(Your objective) Below are the records; repeat exactly their lines between the line holding "tree -> outlines, every instance" and the line holding "<item>area rug</item> ->", inclusive, skipping the pictures.

(Data in this exercise)
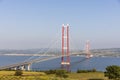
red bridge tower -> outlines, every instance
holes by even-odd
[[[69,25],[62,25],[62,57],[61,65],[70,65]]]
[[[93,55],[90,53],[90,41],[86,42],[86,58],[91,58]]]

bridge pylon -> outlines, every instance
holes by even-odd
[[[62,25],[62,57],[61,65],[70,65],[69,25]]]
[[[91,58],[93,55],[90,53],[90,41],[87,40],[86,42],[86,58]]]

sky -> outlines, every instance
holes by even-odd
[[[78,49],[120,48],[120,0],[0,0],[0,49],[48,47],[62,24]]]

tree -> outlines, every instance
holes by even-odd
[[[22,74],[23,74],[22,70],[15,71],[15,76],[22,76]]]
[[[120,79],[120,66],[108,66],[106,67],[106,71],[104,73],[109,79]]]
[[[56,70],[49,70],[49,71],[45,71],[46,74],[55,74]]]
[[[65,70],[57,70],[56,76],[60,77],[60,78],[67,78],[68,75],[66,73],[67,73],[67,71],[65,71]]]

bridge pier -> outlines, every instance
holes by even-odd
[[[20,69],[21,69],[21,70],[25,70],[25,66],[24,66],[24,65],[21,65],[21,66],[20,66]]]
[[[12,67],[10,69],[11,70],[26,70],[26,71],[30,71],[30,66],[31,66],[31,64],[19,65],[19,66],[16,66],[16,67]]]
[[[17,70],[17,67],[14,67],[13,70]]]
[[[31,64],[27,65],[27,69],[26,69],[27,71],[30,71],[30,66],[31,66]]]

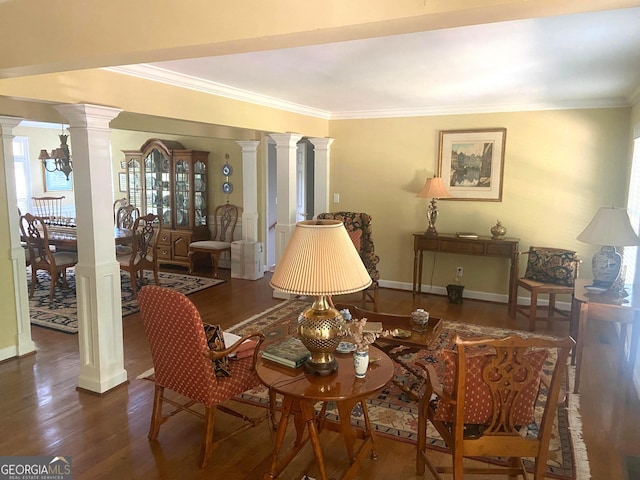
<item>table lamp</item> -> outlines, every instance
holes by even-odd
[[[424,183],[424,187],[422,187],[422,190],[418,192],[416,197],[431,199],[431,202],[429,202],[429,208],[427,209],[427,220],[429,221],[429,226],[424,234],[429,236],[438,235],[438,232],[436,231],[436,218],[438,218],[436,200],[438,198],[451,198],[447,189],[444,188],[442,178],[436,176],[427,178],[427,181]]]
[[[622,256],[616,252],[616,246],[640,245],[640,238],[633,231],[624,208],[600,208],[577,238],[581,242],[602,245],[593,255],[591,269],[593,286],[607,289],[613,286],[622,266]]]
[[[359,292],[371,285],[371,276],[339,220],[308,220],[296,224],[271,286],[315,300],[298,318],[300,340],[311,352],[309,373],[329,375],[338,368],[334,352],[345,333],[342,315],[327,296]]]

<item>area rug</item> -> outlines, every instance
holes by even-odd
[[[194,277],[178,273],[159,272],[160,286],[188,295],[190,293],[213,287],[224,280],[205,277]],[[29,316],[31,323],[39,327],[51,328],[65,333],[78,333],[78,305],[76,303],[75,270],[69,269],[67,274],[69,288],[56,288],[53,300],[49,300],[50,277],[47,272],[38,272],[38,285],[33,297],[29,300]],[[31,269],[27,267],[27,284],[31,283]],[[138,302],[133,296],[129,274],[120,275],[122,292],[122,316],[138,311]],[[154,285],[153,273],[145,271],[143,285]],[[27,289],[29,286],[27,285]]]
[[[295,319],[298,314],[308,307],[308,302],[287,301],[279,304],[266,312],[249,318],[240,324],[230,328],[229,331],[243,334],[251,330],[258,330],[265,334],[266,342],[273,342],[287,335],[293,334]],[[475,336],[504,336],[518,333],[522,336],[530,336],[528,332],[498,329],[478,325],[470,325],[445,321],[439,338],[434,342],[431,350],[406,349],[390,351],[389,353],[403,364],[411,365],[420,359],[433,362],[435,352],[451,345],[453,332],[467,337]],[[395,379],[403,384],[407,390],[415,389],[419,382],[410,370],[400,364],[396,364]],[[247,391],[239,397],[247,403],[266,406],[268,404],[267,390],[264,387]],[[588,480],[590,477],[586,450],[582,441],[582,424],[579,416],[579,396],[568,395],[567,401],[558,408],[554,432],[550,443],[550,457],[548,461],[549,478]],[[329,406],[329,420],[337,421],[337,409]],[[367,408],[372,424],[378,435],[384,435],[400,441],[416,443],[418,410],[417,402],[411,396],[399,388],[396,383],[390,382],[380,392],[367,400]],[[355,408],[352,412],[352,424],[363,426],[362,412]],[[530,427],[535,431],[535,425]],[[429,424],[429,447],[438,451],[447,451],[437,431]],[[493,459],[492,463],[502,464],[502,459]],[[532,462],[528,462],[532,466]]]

(Problem solution)
tree -> outlines, every instance
holes by even-odd
[[[22,74],[23,74],[22,70],[15,71],[15,76],[22,76]]]
[[[120,79],[120,66],[108,66],[106,67],[106,71],[104,73],[109,79]]]
[[[56,70],[49,70],[49,71],[45,71],[46,74],[55,74]]]
[[[65,70],[57,70],[56,76],[60,77],[60,78],[67,78],[68,75],[66,73],[67,73],[67,71],[65,71]]]

bridge pier -> outlines, every instance
holes by even-odd
[[[20,69],[21,69],[21,70],[25,70],[25,66],[24,66],[24,65],[21,65],[21,66],[20,66]]]
[[[12,67],[10,69],[11,70],[26,70],[26,71],[30,71],[30,66],[31,66],[31,64],[19,65],[19,66],[16,66],[16,67]]]
[[[17,70],[17,67],[14,67],[13,70]]]
[[[31,64],[27,65],[27,69],[26,69],[27,71],[30,71],[30,66],[31,66]]]

<item>table lamp</item> -> outlines, every instance
holes by even-odd
[[[424,183],[424,187],[422,187],[422,190],[418,192],[416,197],[431,199],[431,202],[429,202],[429,208],[427,209],[427,220],[429,221],[429,226],[424,234],[429,236],[438,235],[438,232],[436,231],[436,218],[438,218],[436,200],[438,198],[451,198],[447,189],[444,188],[442,178],[436,176],[427,178],[427,181]]]
[[[622,256],[616,252],[616,246],[640,245],[640,238],[633,231],[624,208],[600,208],[577,238],[581,242],[602,245],[593,255],[591,269],[593,286],[607,289],[613,286],[622,266]]]
[[[359,292],[371,285],[371,276],[339,220],[308,220],[296,224],[271,286],[315,300],[298,318],[300,340],[311,352],[309,373],[329,375],[338,368],[334,352],[345,333],[342,315],[327,296]]]

<item>area rug</item> -> outlines, every instance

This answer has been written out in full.